(Extracted data entries)
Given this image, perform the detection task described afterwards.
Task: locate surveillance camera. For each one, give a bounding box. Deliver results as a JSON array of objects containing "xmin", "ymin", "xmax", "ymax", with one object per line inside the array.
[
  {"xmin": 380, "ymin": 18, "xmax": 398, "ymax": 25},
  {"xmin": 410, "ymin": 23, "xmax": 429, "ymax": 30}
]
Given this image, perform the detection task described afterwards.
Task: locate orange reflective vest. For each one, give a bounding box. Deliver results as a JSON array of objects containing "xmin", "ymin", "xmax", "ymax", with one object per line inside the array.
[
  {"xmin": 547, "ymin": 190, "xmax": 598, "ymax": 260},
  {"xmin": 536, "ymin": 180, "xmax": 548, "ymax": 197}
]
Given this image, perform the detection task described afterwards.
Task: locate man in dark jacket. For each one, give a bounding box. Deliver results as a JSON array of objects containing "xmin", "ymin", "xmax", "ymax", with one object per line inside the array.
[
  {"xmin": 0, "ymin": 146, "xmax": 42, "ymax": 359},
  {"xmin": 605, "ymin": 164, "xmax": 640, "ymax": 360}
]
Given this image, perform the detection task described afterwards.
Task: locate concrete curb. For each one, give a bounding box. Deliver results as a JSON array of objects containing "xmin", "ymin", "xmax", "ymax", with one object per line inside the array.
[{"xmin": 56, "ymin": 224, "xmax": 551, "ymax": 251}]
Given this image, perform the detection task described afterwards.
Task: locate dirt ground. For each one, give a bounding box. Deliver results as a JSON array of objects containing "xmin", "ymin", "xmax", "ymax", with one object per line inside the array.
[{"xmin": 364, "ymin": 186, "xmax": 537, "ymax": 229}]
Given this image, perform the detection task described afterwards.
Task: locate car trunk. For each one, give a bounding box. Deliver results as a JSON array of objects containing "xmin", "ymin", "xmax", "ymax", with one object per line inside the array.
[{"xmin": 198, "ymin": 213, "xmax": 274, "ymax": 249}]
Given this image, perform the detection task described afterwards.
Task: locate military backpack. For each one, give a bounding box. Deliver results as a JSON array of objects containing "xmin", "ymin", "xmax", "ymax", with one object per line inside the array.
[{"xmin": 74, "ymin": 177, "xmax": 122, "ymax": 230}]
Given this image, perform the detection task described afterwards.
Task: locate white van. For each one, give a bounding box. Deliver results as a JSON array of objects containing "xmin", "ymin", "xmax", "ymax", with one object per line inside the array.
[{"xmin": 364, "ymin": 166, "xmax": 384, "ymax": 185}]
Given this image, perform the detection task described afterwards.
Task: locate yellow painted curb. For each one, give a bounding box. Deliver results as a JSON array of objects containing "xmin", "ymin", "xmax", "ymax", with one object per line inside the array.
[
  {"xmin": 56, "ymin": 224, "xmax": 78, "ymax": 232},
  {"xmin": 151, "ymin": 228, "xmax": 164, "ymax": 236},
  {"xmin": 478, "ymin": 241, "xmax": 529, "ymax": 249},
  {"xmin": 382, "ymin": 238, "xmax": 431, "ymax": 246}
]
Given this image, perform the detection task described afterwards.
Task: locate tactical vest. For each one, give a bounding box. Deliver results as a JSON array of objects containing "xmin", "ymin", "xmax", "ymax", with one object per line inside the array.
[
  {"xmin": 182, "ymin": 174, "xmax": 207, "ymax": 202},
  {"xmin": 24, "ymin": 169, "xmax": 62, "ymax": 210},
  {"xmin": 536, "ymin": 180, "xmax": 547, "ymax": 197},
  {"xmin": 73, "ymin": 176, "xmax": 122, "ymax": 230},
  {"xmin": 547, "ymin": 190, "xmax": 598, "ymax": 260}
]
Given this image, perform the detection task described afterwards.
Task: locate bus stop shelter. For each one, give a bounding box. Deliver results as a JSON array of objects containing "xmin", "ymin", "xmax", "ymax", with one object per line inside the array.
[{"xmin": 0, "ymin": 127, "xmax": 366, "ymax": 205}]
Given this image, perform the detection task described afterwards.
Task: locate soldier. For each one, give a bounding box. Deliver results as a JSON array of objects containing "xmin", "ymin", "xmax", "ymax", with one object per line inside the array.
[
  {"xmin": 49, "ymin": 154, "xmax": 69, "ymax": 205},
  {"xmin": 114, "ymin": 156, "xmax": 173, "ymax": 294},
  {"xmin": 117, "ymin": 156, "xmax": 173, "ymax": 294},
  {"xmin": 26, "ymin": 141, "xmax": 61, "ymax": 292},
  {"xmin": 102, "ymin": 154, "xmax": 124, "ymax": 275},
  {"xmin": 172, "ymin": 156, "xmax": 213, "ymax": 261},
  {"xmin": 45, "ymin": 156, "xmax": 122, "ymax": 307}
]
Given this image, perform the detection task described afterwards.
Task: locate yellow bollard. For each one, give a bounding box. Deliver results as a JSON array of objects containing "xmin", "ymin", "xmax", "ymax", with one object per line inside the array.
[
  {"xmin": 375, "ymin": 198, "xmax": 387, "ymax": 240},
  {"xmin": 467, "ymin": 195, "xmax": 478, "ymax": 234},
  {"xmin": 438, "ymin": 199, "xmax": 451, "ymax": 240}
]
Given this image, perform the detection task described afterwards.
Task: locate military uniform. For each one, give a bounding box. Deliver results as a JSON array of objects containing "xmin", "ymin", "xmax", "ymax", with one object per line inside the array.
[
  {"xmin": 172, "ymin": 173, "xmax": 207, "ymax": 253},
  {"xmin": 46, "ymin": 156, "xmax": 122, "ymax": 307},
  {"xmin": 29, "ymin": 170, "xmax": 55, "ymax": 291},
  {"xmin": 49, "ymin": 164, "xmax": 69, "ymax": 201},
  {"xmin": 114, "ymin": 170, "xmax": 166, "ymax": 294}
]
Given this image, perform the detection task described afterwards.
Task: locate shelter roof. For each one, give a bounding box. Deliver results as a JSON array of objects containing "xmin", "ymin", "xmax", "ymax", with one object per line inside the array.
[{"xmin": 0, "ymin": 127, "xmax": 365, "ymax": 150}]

Work to complete. Show every line of the rows above that contains the string "shelter", copying each line in full.

The answer.
Task: locate bus stop shelter. For each one, give a bounding box. Deliver results as a JSON array of objects containing "xmin", "ymin", "xmax", "ymax", with one object per line inside the array.
Task: locate shelter roof. For each one, give a bounding box. Deliver results as a JSON array of objects containing "xmin", "ymin", "xmax", "ymax", with one object per line inside the array.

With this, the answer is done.